**GIVEN PROBLEM:** Reproduce the material below, switching every "Pointer output" to "Marked point" and leaving everything else unchanged. Omit the pictures from your answer.

**DATA LISTING:**
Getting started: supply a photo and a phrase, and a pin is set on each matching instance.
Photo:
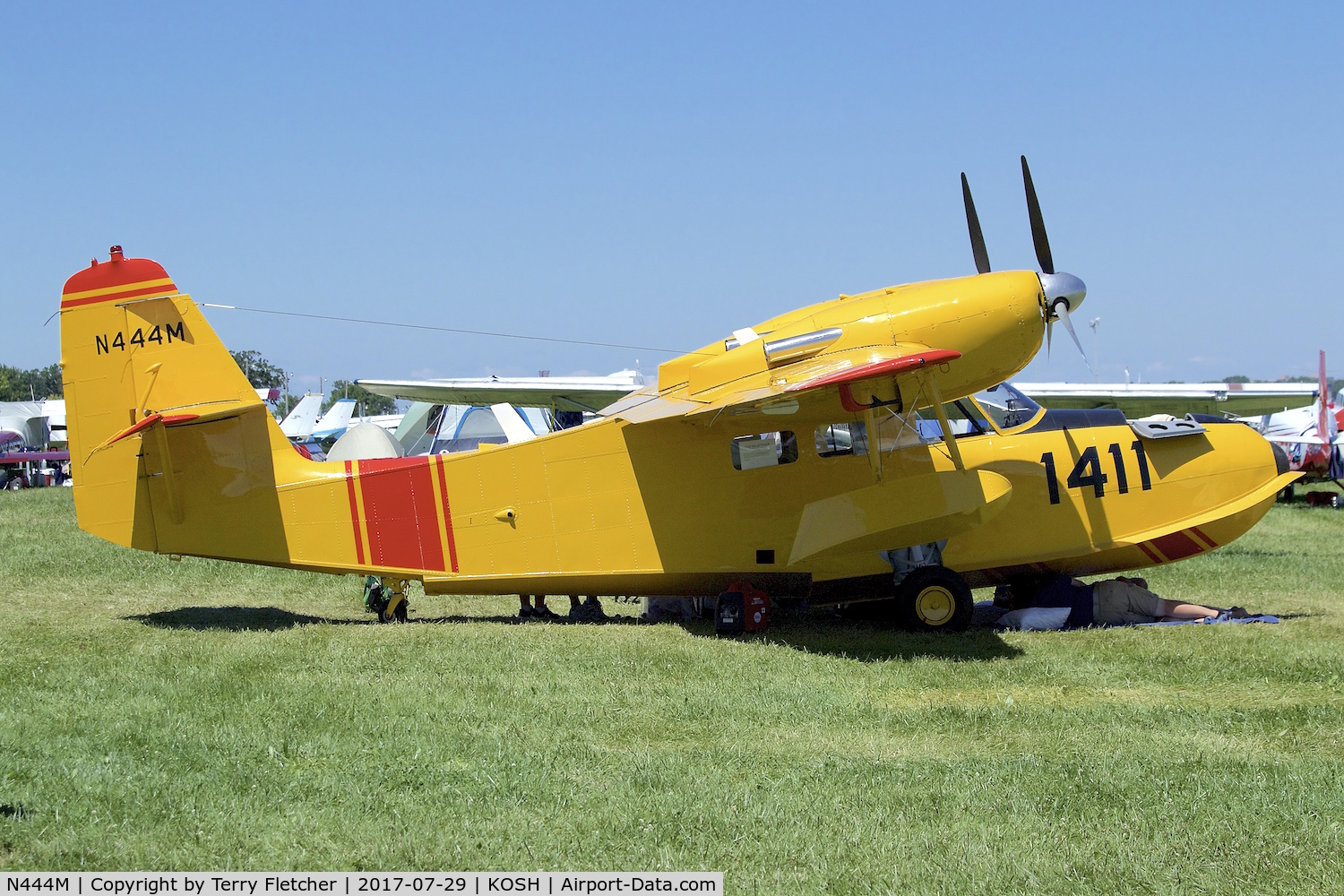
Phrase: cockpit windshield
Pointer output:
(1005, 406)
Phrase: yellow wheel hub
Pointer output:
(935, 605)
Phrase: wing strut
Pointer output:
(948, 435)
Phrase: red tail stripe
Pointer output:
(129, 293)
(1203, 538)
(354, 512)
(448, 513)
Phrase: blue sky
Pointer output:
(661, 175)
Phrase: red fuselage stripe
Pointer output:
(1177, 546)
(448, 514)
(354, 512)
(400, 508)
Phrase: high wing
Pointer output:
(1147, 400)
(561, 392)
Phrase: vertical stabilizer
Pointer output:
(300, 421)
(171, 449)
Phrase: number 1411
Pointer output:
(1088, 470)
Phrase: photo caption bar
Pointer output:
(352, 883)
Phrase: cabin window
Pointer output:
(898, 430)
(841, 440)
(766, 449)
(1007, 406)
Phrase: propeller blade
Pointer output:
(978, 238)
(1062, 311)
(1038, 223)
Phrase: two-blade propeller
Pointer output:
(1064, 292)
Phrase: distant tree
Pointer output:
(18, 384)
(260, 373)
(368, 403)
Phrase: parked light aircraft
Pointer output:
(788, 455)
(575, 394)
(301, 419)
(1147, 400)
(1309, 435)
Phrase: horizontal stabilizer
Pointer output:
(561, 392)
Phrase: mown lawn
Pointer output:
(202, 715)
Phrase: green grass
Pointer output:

**RESPONSE TO THE TASK:**
Getting started: supply a photo and a phrase, and a pin is set on each matching instance.
Photo:
Phrase: cockpit windshield
Marked point:
(1005, 406)
Phrase: yellow wheel hub
Marked point:
(935, 605)
Phrase: wing strut
Marked point:
(948, 435)
Phrase: red tail stripe
Marked point:
(129, 293)
(1203, 538)
(354, 512)
(448, 513)
Phrase: blue sky
Marked point:
(661, 175)
Phrase: red fuselage stripe
Marked point:
(1177, 546)
(448, 514)
(354, 512)
(400, 508)
Phrase: high wing
Marked point:
(1147, 400)
(561, 392)
Phrase: vertical stabilizer
Marked point:
(300, 421)
(171, 449)
Phrase: number 1411
Marked point:
(1088, 470)
Phrase: photo caption bar
Marked point:
(352, 883)
Phrase: cabin window
Marked point:
(898, 430)
(841, 440)
(766, 449)
(1007, 406)
Phrase: propeller blade
Marked point:
(978, 238)
(1062, 311)
(1038, 223)
Phrase: two-blade propeller
Marked point:
(1064, 292)
Phrase: distant tree
Marked point:
(18, 384)
(260, 373)
(368, 403)
Phrase: parked light aircraft
Marked point:
(788, 455)
(575, 394)
(301, 419)
(1147, 400)
(1309, 435)
Phrase: horizontal stabilizer
Marked point:
(561, 392)
Phrase: mown lawn
Marked point:
(202, 715)
Phrase: green grass
Marked point:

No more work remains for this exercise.